__Work instructions__
In the entries that follow, find each line with the word "every" and copy it.

[Collection entries]
___

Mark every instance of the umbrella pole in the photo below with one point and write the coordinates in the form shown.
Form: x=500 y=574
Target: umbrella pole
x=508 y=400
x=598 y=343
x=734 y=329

___

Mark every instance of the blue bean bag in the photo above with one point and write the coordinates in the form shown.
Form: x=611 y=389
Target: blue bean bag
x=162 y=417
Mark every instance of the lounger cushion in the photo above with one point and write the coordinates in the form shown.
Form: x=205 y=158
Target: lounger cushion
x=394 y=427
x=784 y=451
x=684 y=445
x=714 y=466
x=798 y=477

___

__Written response__
Mark every instance of the umbrella pole in the photo below with one point and write the coordinates in the form shown.
Mark every instance of the blue bean bag in the photo above with one point and write the coordinates in the form shown.
Mark every instance of the lounger cushion in the photo above with one point and write the coordinates in the form shown.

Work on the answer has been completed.